Exercise prompt> Within the entries underneath, how many lines include the string "roof"? State only the number.
"""
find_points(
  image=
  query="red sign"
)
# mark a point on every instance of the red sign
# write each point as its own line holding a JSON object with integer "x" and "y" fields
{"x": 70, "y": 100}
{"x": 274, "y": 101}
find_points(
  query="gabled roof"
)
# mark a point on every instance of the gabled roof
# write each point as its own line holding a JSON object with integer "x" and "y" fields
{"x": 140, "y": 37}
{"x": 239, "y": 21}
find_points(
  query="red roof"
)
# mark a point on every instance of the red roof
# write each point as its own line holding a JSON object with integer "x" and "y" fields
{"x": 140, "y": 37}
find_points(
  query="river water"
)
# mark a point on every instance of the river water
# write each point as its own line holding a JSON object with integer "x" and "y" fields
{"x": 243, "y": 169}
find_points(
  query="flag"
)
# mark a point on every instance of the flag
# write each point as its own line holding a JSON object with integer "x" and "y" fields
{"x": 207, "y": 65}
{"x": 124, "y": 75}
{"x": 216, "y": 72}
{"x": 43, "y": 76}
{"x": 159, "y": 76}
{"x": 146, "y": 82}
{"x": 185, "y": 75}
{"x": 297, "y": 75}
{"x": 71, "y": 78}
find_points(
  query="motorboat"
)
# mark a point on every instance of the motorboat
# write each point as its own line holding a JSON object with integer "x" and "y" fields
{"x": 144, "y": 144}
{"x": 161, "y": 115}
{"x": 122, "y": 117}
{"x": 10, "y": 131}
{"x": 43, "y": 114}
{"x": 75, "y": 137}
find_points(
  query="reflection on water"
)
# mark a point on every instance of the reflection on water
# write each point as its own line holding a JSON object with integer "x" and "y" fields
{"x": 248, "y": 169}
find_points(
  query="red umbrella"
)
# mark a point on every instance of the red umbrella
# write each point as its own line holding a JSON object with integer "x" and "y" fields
"""
Output below> 4